GIVEN INSTRUCTION
Show each line of the listing below that contains the word "When".

DATA FOR THE TASK
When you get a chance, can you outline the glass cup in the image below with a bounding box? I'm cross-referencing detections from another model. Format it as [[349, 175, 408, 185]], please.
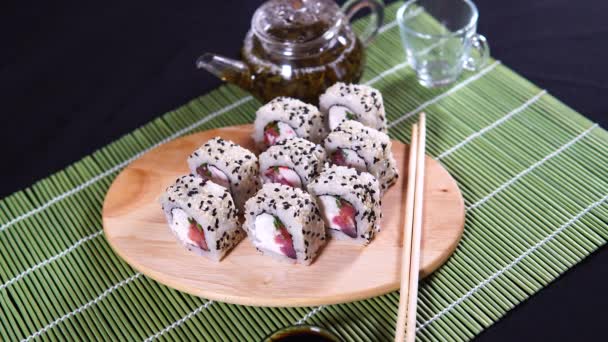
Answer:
[[397, 0, 490, 87]]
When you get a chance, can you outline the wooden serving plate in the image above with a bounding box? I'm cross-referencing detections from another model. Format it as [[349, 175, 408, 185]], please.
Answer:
[[103, 125, 464, 306]]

WRITTEN SOLUTION
When you get a chance, can you outline the glass cup in the image below with a bounding box? I'm cross-referencing detections from another model. Format it as [[349, 175, 408, 185]], please.
When you get a chance, can you outline the wooden serving plate in the image above with a bounding box? I'm cross-referencing detections from another model. Format it as [[349, 175, 408, 185]], please.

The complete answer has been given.